* Task 1
Locate every line of the records that contains the string "path", and copy each one out. Treat the match as case-sensitive.

* Text block
- - -

The following theorem shows how code that is written for RC can perform correctly on the Java memory model. In other words, it shows that the programmer can rely on at least Release Consistency when writing in Java.

**Theorem 5.1** Java can simulate RC by mapping the special operations one to one: acquire to lock and release to unlock.

In the original notation of RC, the operation corresponding to lock in Java is called acquire, and the operation corresponding to unlock is called release, but here we will rename them lock and unlock, as in Java.

**Release Consistency:** The requirements for RC are [5]:

1. Before an ordinary access to a shared variable is performed, all previous locks done by the processor must have already completed.
2. Before an unlock is allowed to be performed, all previous reads and writes done by the processor must have already completed.
3. The lock and unlock accesses must be processor consistent, with the corresponding memory model denoted \( RC_{PC} \), or sequentially consistent, in which case the corresponding memory model is denoted \( RC_{SC} \) [13].

**Proof** To prove the theorem we must show that any execution possible under Java is also possible under RC, or alternatively, that the Java constraints imply those of RC.

The first condition states that a lock succeeds in RC only if all the previous allocations of the lock (initiated by the lock operations) are freed by matching unlock operations. This is obviously preserved in Java as required by Constraint A.5.1.

The second condition is also satisfied: all the uses (regarded as reads in the RC definition) which appear before the unlock instruction have their corresponding read operations performed before the unlock instruction is issued, and thus before the unlock operation is performed by the main memory (we may regard use/assigns that do not have corresponding load/stores as if they are completed instantly). The write operations (corresponding to the assigns) which appear before the unlock instruction are performed before the unlock in the main memory, according to Constraint A.5.4.

The third condition is also satisfied. The Constraint A.4.1 forces the main memory agent to participate in all the operations on locks. Because Java defines a single main memory agent, this implies that only one such operation can be performed at a time. Hence, the consistency between locks is in fact Linearizability [8]. According to [2] and [3], Linearizability is strictly stronger than Processor Consistency or Sequential Consistency, whichever is required for the RC model. Note that this result remains valid even when the actual implementation employs several main memory agents, as the memory behavior will remain unchanged.

5.1.2 **Volatile Variables**

Sometimes there are several variables in the program that are heavily used for transferring data between processors. In this case it is not convenient and not efficient to use locks for each access to these variables, since (as explained above) locks preserve Linearizability between them, and this requirement may not always be essential. This is where volatile variables are useful, as defined by the constraints in Appendix A.6.
We examine the behavior of code employing volatile variables only, and dub the corresponding memory model *Volatile Consistency*.  

**Theorem 5.2** The consistency model among volatile variables, namely, Volatile Consistency, is equal to Sequential Consistency.  

The two different directions are proven in the claims below.  

**Claim 5.1** Volatile Consistency is not weaker than SC.

- - -

* Task 2
Resume the passage on the Java memory model, starting right after its final sentence.

* Input data
- - -

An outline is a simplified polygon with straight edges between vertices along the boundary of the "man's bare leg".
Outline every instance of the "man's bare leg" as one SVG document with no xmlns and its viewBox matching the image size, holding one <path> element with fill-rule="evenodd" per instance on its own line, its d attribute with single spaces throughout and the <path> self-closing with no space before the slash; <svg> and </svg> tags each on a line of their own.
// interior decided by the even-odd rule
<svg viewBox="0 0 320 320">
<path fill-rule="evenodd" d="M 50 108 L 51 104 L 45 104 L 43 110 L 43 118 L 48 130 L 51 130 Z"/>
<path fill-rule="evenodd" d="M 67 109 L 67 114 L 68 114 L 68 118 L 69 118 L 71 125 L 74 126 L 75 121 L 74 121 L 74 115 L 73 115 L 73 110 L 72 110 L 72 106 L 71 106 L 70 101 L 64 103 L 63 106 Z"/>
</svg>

- - -

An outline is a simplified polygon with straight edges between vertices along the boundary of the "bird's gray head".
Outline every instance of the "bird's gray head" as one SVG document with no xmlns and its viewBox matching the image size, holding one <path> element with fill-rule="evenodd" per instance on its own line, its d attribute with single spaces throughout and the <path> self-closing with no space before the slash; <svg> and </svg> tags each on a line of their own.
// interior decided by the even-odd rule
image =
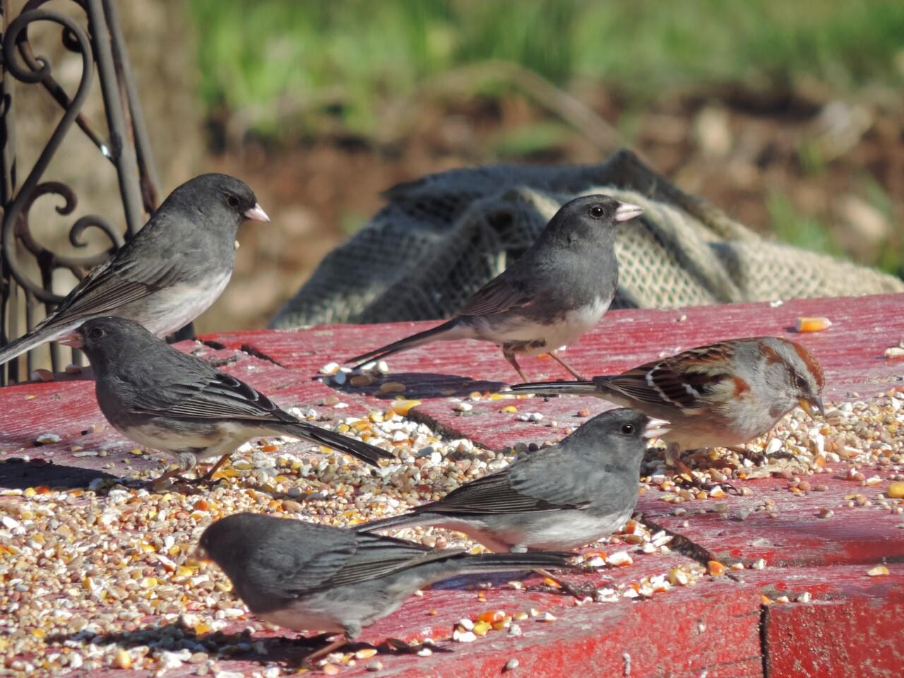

- - -

* Answer 1
Outline every instance of the "man's bare leg" as one SVG document with no xmlns and its viewBox matching the image size, holding one <path> element with fill-rule="evenodd" per instance on its own line, its d attribute with single spaces throughout and the <path> self-closing with no space before the slash; <svg> and </svg> tags each on a line of their own.
<path fill-rule="evenodd" d="M 50 108 L 51 104 L 45 104 L 43 110 L 43 118 L 48 130 L 51 130 Z"/>
<path fill-rule="evenodd" d="M 67 109 L 67 114 L 68 114 L 68 118 L 69 118 L 71 125 L 74 126 L 75 121 L 74 121 L 74 115 L 73 115 L 73 110 L 72 110 L 72 106 L 71 106 L 70 101 L 64 103 L 63 106 Z"/>
Outline every instance of the "bird's gray head" as one SVG document with no xmlns and its viewBox matching the image size, holding one <path> element with fill-rule="evenodd" per instance on its own line, its d attribute with single spaces throughout and the <path> self-closing with no space before the slash; <svg> and </svg> tags each on a line of their own.

* Answer 2
**Proof** Given an execution $H$ and a timing $T$, we show that there is a serialization of accesses to volatile variables, which is consistent with the program order of all the processors. Let $H|v$ denote a history consisting only on the operations in $H$ on volatile variables.

Consider the main memory part $T|v$ in $T$ consisting of accesses to volatile variables. From the constraints A.6.1 and A.6.2, there is a one-to-one correspondence between the operations in $T|v$ and those in $H|v$. Furthermore, from Constraint A.6.3, the order of the accesses is the same for the $\text{use}$s and $\text{assign}$s by a given processor, and for the $\text{read}$s and $\text{write}$s performed by the main memory on its behalf, respectively. Thus, if we show that there exists a legal serialization of $T|v$, it will induce a similar serialization on $H|v$, which implies SC for accesses to volatile variables.

It can be verified that for volatile variables the following set of constraints subsumes all others that are relevant:

1. There exists a total order of main memory accesses to any given variable, and in this order a $\text{write}$ must precede $\text{read}$s that yield the written value (Constraint A.2.2).
2. There exists a total order of main memory accesses performed on behalf of any given processor, and this order is compatible with the program order of the processor (Constraint A.6.3).
3. There cannot be a set of dependencies between operations in which an operation is (transitively) dependent on itself (Constraint A.2.4).

The actual memory accesses in $T|v$ comply with all the constraints which imply acyclic ordering relations between the instructions. We thus construct the required serialization by a topological sort over $T|v$. By the constraints, this serialization is valid; hence, the corresponding serialization on $H|v$ is also valid, and is consistent with the program orders of all the processors.

We conclude that the interaction between volatile variables is at least as strong as Sequential Consistency.

We remark that the claim still holds when $H$ contains accesses to both volatile and regular variables, as the accesses to regular variables can only add constraints for the serialization of volatile variables, thus making their consistency model equal to or stronger than Volatile Consistency.

**Claim 5.2** SC is not weaker than Volatile Consistency.  

**Proof** Consider a sequentially consistent history $H$. It is consistent with the program orders of all the processors; therefore, all the main memory accesses are in the same order as the $\text{use}$ and $\text{assign}$ operations. This implies that $H$ does not violate the volatile variables constraints, and is thus valid under Java, even when all variables are volatile.

### 5.2 Implementor View

We now consider the lower level of Java memory behavior with respect to volatile variables and locks. This constitutes the JVM interface to the applications, and thus is what must be guaranteed by the implementor.
5.2.1 Locks

Once again, in order to preserve the locks' semantics, the JVM depends on the compiler. For write operations to terminate before the unlock, the corresponding store instructions must be placed by the compiler before the unlock instruction. The same holds for the reads and their corresponding stores.

Thus, the implementation requires that if there is a lock instruction followed by a load instruction, the main memory should preserve the same order of their corresponding lock and read, and if there is a store instruction followed by an unlock instruction, their corresponding operations in the main memory should be performed in the same order.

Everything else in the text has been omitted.